# [Your objective]
Please locate each line in the items below that contains the string "woman" and copy those lines out.
---
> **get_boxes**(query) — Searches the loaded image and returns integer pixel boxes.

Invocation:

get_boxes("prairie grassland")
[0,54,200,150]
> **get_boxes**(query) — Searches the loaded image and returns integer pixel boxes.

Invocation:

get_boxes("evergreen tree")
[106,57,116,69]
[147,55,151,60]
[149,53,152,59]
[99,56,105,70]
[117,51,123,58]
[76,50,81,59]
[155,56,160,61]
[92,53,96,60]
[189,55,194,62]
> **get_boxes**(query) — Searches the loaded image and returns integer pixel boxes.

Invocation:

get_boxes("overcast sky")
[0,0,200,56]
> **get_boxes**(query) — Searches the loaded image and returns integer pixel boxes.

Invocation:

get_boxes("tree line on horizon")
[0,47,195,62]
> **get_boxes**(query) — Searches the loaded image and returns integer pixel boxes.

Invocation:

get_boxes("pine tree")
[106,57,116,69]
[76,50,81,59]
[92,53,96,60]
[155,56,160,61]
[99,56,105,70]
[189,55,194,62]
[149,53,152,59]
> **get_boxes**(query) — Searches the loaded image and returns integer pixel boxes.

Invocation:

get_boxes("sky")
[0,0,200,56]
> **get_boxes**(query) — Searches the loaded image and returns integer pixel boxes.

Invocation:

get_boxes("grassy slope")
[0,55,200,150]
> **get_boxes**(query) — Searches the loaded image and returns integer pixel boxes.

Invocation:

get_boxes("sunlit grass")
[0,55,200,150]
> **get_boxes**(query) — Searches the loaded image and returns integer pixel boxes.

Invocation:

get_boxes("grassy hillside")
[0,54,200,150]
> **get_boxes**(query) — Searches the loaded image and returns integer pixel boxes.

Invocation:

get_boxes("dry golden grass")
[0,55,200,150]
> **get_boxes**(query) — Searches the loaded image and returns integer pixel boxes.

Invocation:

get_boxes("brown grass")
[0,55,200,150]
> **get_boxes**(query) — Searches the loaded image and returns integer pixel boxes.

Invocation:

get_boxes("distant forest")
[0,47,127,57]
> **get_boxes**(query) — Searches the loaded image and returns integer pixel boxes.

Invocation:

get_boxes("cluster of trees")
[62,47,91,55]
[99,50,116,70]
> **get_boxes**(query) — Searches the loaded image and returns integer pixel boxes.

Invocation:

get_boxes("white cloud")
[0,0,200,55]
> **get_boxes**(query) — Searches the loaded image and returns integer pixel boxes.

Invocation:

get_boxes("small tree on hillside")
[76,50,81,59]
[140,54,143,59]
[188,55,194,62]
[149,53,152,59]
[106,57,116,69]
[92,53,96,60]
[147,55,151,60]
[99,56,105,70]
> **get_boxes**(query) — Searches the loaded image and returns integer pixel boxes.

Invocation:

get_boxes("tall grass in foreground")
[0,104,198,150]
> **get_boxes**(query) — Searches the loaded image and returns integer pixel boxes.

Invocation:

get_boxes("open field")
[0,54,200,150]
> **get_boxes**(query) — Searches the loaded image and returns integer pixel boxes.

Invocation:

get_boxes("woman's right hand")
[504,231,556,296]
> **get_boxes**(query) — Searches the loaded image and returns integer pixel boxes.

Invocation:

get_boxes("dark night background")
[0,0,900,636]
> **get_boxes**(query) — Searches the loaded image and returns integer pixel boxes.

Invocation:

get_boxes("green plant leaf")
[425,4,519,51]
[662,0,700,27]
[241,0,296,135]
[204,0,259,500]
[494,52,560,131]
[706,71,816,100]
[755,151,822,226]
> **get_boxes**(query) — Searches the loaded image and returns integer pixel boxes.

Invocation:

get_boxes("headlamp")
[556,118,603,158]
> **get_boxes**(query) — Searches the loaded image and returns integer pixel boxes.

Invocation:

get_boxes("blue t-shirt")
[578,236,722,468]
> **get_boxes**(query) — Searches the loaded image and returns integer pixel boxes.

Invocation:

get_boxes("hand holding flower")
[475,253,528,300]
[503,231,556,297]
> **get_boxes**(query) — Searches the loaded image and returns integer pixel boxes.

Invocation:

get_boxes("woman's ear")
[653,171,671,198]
---
# [Exercise result]
get_boxes("woman's right hand")
get_boxes("woman's ear")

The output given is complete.